Content starts

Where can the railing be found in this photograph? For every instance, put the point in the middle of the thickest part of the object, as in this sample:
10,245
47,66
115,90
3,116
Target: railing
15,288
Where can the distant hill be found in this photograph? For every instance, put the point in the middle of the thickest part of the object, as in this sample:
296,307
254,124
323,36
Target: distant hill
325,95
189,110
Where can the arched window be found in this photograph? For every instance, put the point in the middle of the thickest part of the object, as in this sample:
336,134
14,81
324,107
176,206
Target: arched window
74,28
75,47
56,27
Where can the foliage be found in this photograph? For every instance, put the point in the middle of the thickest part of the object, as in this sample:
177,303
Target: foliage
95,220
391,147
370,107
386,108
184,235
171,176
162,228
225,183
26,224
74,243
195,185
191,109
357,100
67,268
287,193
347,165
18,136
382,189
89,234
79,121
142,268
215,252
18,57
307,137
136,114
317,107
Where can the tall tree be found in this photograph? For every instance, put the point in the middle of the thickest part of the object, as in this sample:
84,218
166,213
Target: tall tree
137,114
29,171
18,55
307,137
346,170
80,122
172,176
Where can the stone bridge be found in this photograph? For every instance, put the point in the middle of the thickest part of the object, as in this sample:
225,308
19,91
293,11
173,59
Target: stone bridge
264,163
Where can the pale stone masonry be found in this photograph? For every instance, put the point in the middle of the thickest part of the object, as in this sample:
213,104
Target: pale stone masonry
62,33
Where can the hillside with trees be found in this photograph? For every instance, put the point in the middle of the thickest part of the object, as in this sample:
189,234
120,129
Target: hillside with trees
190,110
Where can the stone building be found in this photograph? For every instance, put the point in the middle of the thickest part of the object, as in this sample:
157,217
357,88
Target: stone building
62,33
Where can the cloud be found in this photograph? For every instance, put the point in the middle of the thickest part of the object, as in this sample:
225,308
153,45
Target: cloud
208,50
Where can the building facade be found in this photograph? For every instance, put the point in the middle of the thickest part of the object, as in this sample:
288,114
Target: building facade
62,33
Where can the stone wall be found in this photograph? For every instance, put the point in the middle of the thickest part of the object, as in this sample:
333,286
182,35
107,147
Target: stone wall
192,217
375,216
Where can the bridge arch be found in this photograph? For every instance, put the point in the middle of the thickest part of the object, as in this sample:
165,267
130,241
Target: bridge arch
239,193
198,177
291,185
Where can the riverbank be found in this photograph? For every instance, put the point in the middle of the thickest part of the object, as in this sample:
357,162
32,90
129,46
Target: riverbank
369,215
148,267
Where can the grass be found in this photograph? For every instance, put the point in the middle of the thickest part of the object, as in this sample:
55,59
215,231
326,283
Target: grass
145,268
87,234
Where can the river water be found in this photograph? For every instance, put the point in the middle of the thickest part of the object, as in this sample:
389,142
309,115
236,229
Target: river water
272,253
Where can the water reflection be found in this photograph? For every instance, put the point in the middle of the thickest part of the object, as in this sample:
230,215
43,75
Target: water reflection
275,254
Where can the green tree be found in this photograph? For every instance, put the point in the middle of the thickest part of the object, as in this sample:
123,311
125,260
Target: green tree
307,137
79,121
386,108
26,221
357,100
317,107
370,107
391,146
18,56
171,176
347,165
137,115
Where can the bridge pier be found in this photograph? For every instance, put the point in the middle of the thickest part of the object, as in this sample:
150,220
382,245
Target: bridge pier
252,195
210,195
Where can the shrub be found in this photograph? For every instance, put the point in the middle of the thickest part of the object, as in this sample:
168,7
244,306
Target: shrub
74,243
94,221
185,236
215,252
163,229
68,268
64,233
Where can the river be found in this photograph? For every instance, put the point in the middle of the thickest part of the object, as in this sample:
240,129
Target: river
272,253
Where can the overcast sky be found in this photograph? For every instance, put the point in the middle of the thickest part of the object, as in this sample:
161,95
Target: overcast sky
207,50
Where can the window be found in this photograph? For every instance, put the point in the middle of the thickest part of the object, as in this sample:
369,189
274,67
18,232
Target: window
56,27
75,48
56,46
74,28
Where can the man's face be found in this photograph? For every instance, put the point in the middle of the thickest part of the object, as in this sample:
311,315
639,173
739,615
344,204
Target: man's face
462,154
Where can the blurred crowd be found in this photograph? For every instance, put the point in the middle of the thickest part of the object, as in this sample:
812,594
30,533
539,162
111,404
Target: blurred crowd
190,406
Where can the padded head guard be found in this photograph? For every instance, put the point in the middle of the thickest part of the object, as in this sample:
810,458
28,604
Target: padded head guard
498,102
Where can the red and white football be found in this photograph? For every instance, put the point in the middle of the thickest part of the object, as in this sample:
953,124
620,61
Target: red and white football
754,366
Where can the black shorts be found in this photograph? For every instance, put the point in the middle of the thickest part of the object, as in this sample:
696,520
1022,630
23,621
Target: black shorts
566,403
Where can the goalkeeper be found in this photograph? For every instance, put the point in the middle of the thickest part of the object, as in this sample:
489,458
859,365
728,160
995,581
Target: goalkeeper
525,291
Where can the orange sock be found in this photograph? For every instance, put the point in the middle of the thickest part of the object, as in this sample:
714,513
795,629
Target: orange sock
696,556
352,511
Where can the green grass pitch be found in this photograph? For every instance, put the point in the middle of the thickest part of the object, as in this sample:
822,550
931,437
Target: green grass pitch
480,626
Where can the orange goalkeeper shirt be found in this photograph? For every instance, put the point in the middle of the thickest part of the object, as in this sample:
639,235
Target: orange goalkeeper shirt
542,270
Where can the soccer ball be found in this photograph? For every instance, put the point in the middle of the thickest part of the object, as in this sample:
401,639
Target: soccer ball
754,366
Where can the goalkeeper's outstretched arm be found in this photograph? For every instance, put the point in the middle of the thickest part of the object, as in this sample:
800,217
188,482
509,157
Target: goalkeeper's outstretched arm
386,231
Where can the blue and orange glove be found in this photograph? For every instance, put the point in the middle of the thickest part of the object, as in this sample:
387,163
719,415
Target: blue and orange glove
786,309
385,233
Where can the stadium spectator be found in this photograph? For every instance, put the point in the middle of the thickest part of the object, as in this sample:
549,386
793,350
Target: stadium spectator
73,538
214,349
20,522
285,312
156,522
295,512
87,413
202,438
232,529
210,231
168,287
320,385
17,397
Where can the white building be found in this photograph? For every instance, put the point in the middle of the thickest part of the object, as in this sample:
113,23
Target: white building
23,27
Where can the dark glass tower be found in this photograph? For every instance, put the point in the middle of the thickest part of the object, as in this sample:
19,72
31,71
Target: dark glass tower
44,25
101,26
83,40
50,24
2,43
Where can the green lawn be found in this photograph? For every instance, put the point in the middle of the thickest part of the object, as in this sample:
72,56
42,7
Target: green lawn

Content ends

- **TASK INSTRUCTIONS**: Repeat the data above. Change nothing.

- **YOUR RESPONSE**:
Where can the railing be found in this photograph? For every instance, put the point in the middle of the thickest part of the object, as in this sample:
10,245
47,66
115,90
3,116
Target: railing
15,288
Where can the distant hill be found in this photograph? For every instance, put the point in the middle of the thickest part of the object, as in this sample:
296,307
254,124
323,36
Target: distant hill
325,95
189,110
Where can the arched window be found in this photograph? For every instance, put the point in the middle of the thickest part of the object, as in this sample:
336,134
14,81
324,107
176,206
Target: arched window
74,28
75,47
56,27
Where can the foliage be found in this photograph? For every instance, put the point in the middle of the thickest part of the object, as in this sample:
177,303
Target: foliage
95,220
391,147
370,107
386,108
184,235
171,176
162,228
225,183
26,224
74,243
195,185
191,109
357,100
67,268
287,193
347,165
18,136
382,189
89,234
79,121
142,268
215,252
18,57
307,137
136,114
317,107
Where can the tall tree be found in this photograph? For every instance, put the point in the middle of the thickest part of the object, as in this sample:
84,218
166,213
Target: tall tree
137,114
29,171
18,55
307,137
346,170
80,122
172,176
Where can the stone bridge be found in this photograph? For every instance, put the point in the middle of the thickest part of the object, as in this sample:
225,308
19,91
293,11
173,59
Target: stone bridge
264,163
Where can the pale stone masonry be found in this photograph? For every instance, put the point in the middle of the thickest part of the object, as in this sample:
213,104
Target: pale stone masonry
62,33
Where can the hillside with trees be found in this photograph? For every instance, put the point in the middle of the thickest part of the object, as in this sample:
189,234
120,129
Target: hillside with trees
190,110
Where can the stone building be found in this photograph? For every instance, put the point in the middle of the thickest part of the object, as in this sample:
157,217
357,88
Target: stone building
62,33
Where can the cloud be found in this photograph? For every instance, put the point in the middle of the thickest part of the object, as in this sample:
225,308
153,45
Target: cloud
208,50
Where can the building facade be found in this photograph? For every instance, put the point in the middle of the thickest part of the object, as in this sample:
288,114
Target: building facade
62,33
Where can the stone wall be found in this photograph? For every instance, put the point in the middle of the thickest part of the object, as in this sample:
333,286
182,35
107,147
Target: stone wall
192,217
375,216
Where can the bridge arch be found in this photograph? For every instance, put the point in the middle of the thickest part of the object, as in this sample:
165,267
130,241
Target: bridge arch
239,193
198,177
291,185
Where can the riverbank be found in this photograph? For every instance, put the point in the middle of the thickest part of the object, as in this sample:
357,162
32,90
129,46
Target: riverbank
369,215
148,267
Where can the grass be found in this photograph? For every instance, put the point in the middle of the thickest part of the object, as in this sample:
55,59
215,231
326,283
Target: grass
145,268
87,234
Where can the river water be found in this photograph? For every instance, put the point in the middle of the thickest part of the object, as in this sample:
389,142
309,115
236,229
Target: river water
272,253
Where can the water reflection be found in this photograph? For every instance, put the point in the middle of the thickest part of the object, as in this sample:
230,215
43,75
Target: water reflection
275,254
Where can the green tree be found in this photograph? For every instance, put the point in the middle of the thickest part of the object, as in this sample:
123,311
125,260
Target: green tree
307,137
79,121
386,108
26,221
357,100
317,107
370,107
391,146
18,56
171,176
347,165
137,115
Where can the bridge pier be found in this photograph? For every instance, put the point in the middle of the thickest part of the object, as in this sample:
150,220
382,245
Target: bridge pier
252,195
210,195
Where can the shrub be found in this photograph? For every instance, put the point in the middle of the thickest part of the object, as in this sample:
168,7
244,306
Target: shrub
74,243
94,221
185,236
215,252
163,229
68,268
64,233
Where can the river be found in this photograph? For every instance, put the point in the middle of the thickest part of the object, as in this sample:
240,129
Target: river
272,253
Where can the overcast sky be found in this photograph? For every instance, put the point in the middle of the thickest part of the object, as in this sample:
161,95
Target: overcast sky
207,50
Where can the window be found in this photograph? For every instance, put the point in the middle of the thickest part of the object, as in this sample:
369,189
274,67
18,232
Target: window
56,27
75,48
56,46
74,28
Where can the man's face be found in this photograph? For every instance, put the point in the middle of the thickest part of the object, as in this sample:
311,315
639,173
739,615
344,204
Target: man's face
462,154
Where can the blurred crowd be found in this photograph? For every instance, put the point in the middle of the thickest part of the object, as in this sample:
812,594
30,533
539,162
111,404
Target: blurred crowd
190,406
Where can the padded head guard be found in this photograph? For every instance, put the point in the middle of the thickest part of the object, as in this sample:
810,458
28,604
Target: padded head guard
498,102
Where can the red and white football be found in this photograph? For every instance, put the point in the middle of the thickest part of the object, as in this sample:
953,124
620,61
Target: red and white football
754,366
Where can the black shorts be found in this photograph? For every instance, put the point in the middle of the thickest part of the object, as in this sample:
696,520
1022,630
23,621
Target: black shorts
566,403
Where can the goalkeeper be found in this photograph? For every instance, put the point in the middle of the thickest part of the object, as in this sample:
489,458
859,365
728,160
995,581
Target: goalkeeper
525,291
Where can the orange sock be found in this photograph? For every instance, put the point in the middle of the thickest part of the object, as in this sample:
714,513
795,629
Target: orange sock
696,556
352,511
Where can the green grass pitch be found in this photograph? For every instance, put the point in the middle of the thickest part of the object, as in this sample:
822,550
931,437
Target: green grass pitch
480,626
Where can the orange goalkeeper shirt be found in this photograph? For every instance, put the point in the middle of the thickest part of the object, as in this sample:
639,235
Target: orange goalkeeper shirt
542,270
Where can the soccer ball be found in this photograph? For every instance, put the point in the middle of the thickest part of the object, as in this sample:
401,639
Target: soccer ball
754,366
Where can the goalkeeper's outstretched arm be found in this photograph? For every instance, put the point in the middle of the thickest part of the object, as in this sample:
800,217
188,482
509,157
Target: goalkeeper's outstretched arm
386,231
Where can the blue and orange glove be found in this photograph? For every instance, put the point in the middle of the thickest part of the object, as in this sample:
387,163
719,415
Target: blue and orange glove
786,309
385,233
Where can the stadium spectator be found in this photograph? For every instance, put the point in the middle of the thickest part of the object, as in this sample:
549,386
793,350
Target: stadium spectator
73,538
214,349
20,522
285,312
156,522
295,512
87,413
202,438
232,529
210,231
168,287
320,385
17,397
Where can the white building be found in this photograph? For every instance, put the point in the middle of the thickest part of the object, as in this sample:
113,23
Target: white building
23,27
Where can the dark glass tower be found in this photograph? For every instance, put the point in the middle of the thickest part of the object, as in this sample:
19,72
31,71
Target: dark glass tower
44,25
101,26
83,40
50,24
2,43
Where can the green lawn be found in this photograph? For every instance, put the point in the middle of the thickest part of the object, as in this sample:
72,56
42,7
Target: green lawn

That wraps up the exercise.